### [Tasks to complete]
**a.** Do these statements agree with the passage on Rice below? For each, answer yes or no and quote the deciding words of the passage. (i) Rice was once a foreign-policy tutor to Bush when he was governor. (ii) Jean-David Levitte is France's ambassador to the United Nations. (iii) Rice may speak with Bush by phone once or twice a day.
**b.** In the passage on Rice below, which other presidential friend turned secretary of state is she compared to?
**c.** Reproduce the stretch of the passage on Rice below from "Still, Rice has" through "Dick Cheney's office.".

━━ Excerpt provided

Rice also enjoys the clout that comes with genuine closeness to the president. Once a foreign-policy tutor to then Governor Bush, she evolved into a virtual member of the Bush family, watching sports on TV with the commander in chief at Camp David and taking walks with the president and Laura Bush at the ranch in Crawford, Texas. She may speak with Bush once or twice a day by phone, sometimes more. Foreign leaders have no doubt she speaks for the president—a quality reminiscent of another presidential friend turned secretary of state, James Baker.

"She's probably the most powerful secretary of state in decades," allows Jean-David Levitte, France's ambassador to the United States.

Still, Rice has taken some knocks for her performance at the NSC. Critics contend that she neglected pre-9/11 terror warnings and failed to alert the president to shortcomings in the intelligence claims on Iraq's unconventional weapons. Rice has also been faulted for not using her NSC post to iron out disputes that pitted State against hawks at Defense and in Vice President Dick Cheney's office.

━━━━
━━ Records provided

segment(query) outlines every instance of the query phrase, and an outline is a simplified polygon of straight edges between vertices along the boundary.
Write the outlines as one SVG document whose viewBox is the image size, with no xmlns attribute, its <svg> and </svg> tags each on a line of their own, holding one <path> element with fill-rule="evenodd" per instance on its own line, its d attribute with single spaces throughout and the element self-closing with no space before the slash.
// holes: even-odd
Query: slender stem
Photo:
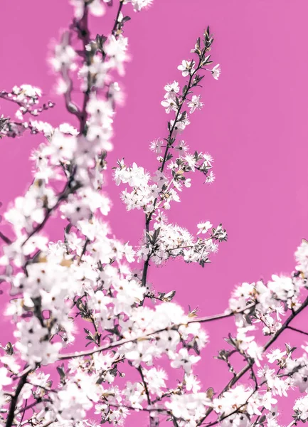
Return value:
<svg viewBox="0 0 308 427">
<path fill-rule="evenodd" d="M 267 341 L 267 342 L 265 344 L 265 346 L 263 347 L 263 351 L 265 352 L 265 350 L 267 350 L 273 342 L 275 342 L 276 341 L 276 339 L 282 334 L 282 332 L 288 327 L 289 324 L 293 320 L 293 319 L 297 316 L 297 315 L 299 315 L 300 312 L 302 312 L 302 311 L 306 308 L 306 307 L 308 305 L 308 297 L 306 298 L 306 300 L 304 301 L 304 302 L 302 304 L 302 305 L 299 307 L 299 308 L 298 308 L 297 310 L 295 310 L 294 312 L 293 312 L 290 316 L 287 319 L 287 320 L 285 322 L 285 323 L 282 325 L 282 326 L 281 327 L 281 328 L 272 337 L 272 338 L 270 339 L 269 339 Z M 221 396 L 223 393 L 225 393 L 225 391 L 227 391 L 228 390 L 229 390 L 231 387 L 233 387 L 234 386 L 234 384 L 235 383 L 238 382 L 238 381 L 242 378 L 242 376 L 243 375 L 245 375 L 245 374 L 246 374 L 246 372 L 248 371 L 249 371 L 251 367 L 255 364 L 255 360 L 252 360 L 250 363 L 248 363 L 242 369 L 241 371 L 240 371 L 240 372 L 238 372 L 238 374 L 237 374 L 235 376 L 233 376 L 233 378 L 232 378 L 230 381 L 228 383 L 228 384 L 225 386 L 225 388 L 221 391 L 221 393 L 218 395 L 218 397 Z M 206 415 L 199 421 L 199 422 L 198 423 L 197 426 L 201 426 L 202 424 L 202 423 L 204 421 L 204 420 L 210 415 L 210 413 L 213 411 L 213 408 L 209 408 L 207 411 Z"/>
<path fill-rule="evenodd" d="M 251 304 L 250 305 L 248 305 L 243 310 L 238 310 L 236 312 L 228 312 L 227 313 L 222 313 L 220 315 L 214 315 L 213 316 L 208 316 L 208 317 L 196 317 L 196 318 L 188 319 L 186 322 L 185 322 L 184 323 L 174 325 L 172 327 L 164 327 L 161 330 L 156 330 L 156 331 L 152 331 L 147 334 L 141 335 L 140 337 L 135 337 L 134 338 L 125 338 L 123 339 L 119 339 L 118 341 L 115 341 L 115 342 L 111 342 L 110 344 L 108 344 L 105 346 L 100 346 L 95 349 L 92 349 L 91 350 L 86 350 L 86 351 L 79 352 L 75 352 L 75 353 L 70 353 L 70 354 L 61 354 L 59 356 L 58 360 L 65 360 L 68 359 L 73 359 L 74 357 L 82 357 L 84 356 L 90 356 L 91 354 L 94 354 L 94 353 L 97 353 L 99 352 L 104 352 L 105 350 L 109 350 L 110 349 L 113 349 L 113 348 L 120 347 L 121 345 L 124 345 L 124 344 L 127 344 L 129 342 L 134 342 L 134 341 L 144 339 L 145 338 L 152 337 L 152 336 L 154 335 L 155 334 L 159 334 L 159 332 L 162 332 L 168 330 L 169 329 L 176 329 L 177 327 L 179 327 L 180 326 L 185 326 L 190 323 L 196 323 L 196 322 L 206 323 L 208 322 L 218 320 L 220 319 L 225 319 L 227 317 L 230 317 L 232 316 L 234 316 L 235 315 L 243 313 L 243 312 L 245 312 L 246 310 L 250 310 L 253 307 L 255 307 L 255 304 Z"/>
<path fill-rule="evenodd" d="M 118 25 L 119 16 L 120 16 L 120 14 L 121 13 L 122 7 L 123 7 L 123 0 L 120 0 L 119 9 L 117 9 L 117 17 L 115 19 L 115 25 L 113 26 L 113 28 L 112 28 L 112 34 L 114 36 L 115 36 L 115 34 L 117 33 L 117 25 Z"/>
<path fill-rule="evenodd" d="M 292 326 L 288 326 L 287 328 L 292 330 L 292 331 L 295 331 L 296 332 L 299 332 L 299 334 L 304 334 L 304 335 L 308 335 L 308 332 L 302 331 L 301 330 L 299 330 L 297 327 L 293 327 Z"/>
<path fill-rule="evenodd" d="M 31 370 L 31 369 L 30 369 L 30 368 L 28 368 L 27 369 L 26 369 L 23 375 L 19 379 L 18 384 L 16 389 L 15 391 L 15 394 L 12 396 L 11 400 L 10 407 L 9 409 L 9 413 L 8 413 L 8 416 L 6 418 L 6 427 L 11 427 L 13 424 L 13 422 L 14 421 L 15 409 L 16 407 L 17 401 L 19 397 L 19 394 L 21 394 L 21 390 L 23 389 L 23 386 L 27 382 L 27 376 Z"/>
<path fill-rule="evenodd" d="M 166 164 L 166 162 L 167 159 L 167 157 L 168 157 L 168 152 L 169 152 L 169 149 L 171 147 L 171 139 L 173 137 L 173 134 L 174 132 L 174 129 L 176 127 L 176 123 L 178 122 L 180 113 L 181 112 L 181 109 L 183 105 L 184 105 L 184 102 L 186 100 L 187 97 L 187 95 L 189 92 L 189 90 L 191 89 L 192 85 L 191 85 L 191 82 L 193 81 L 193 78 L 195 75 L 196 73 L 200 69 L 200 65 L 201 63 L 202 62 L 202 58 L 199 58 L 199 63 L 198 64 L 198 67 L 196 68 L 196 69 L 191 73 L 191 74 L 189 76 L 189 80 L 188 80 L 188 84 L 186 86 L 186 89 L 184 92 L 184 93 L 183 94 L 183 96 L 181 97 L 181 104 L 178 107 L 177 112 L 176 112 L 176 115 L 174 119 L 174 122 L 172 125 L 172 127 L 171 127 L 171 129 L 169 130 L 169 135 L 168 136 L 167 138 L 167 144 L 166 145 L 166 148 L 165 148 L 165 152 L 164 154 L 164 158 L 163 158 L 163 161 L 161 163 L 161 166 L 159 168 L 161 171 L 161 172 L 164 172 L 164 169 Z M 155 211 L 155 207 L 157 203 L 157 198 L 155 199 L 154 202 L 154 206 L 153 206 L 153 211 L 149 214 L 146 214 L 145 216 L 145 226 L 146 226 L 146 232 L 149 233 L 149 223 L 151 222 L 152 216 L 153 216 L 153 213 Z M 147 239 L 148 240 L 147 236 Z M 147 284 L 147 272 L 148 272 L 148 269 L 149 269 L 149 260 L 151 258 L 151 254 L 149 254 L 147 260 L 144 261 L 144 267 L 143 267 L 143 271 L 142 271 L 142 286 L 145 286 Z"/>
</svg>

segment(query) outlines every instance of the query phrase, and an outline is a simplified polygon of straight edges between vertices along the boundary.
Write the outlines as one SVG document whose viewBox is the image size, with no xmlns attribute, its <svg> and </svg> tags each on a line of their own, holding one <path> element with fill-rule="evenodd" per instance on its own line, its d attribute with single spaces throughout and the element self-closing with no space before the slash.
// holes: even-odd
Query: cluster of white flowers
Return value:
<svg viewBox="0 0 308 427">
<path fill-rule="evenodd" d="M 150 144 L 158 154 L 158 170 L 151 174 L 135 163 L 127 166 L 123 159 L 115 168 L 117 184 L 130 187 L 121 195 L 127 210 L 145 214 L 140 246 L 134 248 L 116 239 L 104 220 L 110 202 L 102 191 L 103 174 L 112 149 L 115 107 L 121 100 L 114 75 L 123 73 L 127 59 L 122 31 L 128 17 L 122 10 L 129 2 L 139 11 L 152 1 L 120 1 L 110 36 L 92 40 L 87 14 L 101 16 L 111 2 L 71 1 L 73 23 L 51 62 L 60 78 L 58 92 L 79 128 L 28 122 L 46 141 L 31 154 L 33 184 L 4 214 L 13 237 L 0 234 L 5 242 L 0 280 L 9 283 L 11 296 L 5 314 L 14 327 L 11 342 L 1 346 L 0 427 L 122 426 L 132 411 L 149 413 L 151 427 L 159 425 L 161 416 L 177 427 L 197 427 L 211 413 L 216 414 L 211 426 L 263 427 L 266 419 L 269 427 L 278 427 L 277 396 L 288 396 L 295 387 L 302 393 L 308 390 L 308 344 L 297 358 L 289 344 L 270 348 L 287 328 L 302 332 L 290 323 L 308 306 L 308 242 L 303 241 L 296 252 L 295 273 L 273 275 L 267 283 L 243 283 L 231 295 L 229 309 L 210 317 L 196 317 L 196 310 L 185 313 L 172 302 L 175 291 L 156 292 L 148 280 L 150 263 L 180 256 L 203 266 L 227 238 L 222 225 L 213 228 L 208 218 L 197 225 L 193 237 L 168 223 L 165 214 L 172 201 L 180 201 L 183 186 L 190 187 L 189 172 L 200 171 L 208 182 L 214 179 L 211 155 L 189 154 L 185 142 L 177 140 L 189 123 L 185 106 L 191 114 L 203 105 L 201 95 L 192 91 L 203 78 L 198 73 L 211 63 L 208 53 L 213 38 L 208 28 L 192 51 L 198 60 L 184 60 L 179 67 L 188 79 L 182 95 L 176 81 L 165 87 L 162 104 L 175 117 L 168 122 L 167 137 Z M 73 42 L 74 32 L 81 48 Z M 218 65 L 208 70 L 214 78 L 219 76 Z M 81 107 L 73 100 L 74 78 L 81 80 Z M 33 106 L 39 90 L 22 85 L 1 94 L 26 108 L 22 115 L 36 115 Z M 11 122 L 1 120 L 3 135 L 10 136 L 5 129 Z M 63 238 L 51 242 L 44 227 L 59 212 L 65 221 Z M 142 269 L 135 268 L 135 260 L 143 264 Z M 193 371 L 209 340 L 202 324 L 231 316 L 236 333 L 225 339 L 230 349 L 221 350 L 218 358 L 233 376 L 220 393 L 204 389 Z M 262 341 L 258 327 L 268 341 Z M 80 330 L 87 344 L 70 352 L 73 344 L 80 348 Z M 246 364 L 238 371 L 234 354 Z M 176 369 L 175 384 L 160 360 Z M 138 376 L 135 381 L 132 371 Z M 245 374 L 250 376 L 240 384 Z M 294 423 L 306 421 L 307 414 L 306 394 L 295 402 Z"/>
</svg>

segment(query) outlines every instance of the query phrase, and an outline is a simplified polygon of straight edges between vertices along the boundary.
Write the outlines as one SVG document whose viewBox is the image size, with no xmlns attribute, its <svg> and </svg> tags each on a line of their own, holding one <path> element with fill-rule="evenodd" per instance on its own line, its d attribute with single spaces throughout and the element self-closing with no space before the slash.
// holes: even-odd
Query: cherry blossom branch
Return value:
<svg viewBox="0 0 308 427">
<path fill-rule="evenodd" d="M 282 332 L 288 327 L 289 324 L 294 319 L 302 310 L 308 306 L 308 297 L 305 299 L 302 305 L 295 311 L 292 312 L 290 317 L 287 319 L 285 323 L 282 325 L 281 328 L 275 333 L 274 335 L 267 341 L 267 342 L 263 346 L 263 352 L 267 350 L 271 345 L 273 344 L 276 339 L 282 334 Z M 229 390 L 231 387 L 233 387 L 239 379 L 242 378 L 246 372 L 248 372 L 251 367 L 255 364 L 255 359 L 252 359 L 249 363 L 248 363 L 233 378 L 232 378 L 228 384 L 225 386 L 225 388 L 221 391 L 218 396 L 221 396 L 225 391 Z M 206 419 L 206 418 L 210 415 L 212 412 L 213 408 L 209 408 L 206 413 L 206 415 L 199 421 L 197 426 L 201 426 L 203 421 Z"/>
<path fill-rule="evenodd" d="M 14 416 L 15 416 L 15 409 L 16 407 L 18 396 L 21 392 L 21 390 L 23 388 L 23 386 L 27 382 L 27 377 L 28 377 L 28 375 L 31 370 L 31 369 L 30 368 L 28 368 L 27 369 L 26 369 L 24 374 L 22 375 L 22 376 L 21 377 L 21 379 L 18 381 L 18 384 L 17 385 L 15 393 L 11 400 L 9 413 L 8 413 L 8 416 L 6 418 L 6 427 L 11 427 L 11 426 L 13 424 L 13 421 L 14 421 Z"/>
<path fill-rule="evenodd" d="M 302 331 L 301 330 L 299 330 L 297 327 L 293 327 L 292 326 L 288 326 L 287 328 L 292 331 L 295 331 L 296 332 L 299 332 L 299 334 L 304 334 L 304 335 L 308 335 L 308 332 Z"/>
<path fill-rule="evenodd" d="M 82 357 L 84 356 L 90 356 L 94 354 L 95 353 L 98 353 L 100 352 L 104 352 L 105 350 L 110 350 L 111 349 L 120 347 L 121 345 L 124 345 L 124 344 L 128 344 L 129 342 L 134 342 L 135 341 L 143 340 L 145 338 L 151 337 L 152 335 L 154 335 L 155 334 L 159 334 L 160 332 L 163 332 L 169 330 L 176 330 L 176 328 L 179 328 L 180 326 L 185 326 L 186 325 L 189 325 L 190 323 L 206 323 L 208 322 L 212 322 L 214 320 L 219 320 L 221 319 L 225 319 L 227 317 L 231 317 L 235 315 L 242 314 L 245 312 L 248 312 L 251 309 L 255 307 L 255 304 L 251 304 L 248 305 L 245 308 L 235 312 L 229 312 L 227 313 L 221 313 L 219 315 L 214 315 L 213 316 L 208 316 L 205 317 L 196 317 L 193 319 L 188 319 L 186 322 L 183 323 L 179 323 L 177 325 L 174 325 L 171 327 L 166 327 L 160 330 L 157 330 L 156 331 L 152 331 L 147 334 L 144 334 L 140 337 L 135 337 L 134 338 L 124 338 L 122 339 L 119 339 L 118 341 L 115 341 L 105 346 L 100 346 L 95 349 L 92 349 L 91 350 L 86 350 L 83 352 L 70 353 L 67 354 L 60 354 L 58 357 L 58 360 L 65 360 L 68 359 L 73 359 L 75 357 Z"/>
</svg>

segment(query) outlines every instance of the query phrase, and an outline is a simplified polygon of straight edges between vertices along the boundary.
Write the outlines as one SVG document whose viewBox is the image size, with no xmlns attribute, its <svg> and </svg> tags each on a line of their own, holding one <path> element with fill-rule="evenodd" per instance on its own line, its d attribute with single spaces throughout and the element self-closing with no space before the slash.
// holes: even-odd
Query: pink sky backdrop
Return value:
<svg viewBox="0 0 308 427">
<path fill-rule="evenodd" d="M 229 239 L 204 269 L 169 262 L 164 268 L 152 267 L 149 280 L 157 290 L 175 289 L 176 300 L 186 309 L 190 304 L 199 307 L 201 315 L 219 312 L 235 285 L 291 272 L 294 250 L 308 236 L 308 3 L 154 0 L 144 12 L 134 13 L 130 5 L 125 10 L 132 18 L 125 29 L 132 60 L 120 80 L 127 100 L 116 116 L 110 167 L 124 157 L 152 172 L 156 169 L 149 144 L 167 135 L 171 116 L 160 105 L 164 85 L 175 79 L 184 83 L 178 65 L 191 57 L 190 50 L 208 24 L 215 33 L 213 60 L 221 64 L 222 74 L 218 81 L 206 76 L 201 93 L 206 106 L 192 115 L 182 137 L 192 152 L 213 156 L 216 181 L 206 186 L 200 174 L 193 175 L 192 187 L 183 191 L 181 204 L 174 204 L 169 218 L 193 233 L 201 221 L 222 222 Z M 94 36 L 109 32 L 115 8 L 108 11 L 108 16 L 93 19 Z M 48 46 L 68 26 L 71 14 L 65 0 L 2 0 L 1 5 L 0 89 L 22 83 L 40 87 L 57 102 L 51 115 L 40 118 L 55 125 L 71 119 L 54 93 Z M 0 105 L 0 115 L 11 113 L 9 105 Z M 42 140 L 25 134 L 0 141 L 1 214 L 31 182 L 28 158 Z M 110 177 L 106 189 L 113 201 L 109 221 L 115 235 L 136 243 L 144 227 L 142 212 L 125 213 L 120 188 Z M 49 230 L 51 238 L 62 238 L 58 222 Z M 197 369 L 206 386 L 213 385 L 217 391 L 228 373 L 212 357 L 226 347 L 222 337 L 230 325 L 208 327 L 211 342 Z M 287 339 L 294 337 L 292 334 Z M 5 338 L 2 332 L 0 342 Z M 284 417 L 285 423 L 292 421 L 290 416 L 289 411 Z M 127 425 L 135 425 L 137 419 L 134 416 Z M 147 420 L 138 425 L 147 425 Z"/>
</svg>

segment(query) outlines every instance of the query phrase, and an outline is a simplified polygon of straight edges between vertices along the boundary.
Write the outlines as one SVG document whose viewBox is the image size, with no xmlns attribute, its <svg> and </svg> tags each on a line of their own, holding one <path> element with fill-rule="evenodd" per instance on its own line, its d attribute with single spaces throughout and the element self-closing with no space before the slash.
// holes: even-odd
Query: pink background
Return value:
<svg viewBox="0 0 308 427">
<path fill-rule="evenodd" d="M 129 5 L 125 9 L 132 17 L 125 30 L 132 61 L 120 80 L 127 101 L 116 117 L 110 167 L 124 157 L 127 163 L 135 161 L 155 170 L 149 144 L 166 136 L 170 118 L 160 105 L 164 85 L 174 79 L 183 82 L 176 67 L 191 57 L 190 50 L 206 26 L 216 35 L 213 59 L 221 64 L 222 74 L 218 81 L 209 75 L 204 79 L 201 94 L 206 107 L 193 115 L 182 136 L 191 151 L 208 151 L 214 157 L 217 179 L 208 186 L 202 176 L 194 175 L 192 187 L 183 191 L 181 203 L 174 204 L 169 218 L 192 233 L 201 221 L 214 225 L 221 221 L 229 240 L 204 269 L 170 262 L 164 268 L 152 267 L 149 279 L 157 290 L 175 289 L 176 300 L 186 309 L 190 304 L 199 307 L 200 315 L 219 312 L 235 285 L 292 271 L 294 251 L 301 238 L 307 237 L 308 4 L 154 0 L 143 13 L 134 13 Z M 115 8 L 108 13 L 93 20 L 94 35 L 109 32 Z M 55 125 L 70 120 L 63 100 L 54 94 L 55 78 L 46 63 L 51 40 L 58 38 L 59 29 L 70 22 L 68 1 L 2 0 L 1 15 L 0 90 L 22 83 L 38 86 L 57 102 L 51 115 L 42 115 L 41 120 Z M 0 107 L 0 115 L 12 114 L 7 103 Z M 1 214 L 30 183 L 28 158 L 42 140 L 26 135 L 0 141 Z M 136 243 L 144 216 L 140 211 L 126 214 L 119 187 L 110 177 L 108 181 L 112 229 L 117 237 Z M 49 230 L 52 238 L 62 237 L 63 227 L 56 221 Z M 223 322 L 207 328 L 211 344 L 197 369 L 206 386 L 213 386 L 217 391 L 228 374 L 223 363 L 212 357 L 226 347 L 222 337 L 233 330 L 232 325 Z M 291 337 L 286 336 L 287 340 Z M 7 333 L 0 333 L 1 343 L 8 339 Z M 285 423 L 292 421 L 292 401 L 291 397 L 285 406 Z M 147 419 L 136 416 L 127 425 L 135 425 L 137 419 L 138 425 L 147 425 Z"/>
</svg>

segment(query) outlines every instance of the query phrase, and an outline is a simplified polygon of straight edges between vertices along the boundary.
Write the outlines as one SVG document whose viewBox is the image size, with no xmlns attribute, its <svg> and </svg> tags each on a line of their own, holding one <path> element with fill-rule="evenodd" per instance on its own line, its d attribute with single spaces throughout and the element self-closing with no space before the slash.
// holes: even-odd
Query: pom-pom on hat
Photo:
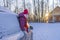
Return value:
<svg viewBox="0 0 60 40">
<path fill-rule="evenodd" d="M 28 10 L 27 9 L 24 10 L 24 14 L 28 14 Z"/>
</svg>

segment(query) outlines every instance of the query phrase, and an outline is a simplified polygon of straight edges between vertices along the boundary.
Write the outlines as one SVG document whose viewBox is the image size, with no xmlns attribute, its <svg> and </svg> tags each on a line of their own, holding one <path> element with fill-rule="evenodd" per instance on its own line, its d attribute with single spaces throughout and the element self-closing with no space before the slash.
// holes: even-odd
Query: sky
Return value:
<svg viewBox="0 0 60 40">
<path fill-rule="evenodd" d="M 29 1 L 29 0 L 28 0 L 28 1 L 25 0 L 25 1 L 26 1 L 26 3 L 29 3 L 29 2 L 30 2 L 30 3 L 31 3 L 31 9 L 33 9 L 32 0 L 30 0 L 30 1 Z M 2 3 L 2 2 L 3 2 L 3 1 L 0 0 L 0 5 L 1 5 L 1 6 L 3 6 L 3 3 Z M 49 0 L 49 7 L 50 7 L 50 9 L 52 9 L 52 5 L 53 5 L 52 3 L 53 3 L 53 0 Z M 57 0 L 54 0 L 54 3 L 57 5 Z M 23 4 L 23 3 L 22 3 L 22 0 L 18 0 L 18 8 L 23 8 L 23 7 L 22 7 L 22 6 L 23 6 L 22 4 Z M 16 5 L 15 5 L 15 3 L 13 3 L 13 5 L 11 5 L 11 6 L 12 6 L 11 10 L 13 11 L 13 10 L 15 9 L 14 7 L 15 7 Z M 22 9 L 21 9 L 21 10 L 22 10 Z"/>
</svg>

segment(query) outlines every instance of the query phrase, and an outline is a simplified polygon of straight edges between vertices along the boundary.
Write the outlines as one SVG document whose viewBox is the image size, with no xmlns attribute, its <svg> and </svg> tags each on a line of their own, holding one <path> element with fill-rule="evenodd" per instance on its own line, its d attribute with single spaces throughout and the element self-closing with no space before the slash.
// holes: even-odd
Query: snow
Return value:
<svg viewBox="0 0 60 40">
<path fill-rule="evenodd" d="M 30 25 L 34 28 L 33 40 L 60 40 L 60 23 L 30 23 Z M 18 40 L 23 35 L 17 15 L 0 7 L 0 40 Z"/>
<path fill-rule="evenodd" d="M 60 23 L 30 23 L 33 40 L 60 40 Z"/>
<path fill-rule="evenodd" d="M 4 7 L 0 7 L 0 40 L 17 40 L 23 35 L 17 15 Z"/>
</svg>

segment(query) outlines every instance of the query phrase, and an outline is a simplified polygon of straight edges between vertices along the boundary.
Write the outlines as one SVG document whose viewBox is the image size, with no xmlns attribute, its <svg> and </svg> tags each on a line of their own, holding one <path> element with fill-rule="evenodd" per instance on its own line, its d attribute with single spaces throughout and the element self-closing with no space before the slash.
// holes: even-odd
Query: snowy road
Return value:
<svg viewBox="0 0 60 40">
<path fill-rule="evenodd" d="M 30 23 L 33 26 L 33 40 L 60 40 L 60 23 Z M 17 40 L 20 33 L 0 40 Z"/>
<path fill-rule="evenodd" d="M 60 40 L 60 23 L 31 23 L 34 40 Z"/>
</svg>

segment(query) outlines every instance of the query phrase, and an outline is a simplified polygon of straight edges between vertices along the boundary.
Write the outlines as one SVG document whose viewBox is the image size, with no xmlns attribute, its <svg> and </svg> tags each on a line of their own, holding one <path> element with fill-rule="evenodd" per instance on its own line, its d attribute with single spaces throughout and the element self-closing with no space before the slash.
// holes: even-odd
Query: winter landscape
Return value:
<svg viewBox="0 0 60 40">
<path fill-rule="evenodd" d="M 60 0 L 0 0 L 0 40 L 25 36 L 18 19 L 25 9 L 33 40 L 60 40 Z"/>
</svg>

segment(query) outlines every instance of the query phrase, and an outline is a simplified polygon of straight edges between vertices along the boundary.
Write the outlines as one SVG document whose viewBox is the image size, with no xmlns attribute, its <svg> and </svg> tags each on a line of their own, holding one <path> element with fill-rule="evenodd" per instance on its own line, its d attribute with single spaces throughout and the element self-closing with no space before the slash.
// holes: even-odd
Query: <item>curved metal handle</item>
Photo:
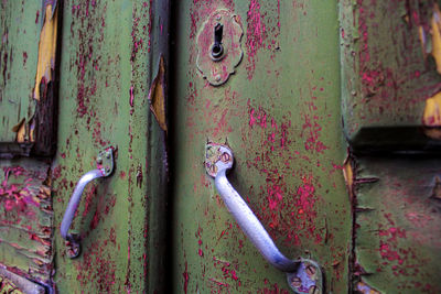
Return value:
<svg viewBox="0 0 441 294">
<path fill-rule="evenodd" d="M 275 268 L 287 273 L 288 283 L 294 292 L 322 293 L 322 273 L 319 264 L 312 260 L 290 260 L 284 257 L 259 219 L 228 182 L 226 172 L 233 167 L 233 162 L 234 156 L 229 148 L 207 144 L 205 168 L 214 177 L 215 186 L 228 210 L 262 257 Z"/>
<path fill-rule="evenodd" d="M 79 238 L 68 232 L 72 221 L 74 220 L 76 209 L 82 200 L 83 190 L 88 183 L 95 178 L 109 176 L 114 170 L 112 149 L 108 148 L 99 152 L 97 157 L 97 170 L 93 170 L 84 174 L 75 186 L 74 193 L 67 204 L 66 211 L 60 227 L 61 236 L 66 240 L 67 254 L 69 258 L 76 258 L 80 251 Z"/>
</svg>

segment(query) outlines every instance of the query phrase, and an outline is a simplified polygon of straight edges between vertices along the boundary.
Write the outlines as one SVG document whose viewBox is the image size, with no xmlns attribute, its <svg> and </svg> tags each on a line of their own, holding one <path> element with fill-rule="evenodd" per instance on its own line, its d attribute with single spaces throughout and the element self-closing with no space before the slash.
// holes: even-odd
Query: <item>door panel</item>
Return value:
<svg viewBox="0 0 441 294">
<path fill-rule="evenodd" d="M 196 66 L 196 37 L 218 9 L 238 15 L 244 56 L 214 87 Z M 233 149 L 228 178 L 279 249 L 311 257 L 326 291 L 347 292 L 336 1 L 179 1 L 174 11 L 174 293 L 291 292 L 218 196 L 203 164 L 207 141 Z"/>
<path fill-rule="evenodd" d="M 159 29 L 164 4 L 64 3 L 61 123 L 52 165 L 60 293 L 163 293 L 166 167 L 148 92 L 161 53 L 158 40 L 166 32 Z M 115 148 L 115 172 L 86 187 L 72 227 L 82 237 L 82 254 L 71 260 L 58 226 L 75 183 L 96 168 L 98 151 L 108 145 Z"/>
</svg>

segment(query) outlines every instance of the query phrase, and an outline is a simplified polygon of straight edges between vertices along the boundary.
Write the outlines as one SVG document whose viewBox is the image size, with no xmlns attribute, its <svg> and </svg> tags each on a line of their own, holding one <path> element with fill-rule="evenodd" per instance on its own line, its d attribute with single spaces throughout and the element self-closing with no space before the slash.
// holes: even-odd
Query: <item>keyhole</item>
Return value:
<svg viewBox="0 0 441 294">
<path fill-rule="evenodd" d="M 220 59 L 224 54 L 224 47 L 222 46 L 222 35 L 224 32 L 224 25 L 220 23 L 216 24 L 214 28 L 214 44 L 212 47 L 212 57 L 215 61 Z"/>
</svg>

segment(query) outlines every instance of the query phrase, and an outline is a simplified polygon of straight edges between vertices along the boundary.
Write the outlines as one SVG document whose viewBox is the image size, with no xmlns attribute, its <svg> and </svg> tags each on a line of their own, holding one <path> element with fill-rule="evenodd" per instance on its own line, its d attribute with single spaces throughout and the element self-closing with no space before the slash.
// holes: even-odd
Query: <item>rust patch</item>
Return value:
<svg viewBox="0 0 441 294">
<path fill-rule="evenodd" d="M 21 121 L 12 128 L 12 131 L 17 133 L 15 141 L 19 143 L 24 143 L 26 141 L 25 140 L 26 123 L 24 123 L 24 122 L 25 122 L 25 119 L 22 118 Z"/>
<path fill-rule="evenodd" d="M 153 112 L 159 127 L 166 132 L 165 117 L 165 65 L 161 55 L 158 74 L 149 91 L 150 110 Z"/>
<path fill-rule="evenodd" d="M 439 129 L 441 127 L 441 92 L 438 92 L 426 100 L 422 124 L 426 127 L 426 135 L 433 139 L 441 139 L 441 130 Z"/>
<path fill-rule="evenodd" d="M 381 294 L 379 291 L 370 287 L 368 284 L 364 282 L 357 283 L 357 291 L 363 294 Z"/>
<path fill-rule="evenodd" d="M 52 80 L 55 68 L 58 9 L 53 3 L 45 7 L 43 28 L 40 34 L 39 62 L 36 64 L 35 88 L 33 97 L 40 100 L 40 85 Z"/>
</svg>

━━━━

### [Per-task answers]
**a.**
(i) Yes: "Once a foreign-policy tutor to then Governor Bush"
(ii) No: "Jean-David Levitte, France's ambassador to the United States"
(iii) Yes: "She may speak with Bush once or twice a day by phone, sometimes more."

**b.** James Baker.

**c.**
Still, Rice has taken some knocks for her performance at the NSC. Critics contend that she neglected pre-9/11 terror warnings and failed to alert the president to shortcomings in the intelligence claims on Iraq's unconventional weapons. Rice has also been faulted for not using her NSC post to iron out disputes that pitted State against hawks at Defense and in Vice President Dick Cheney's office.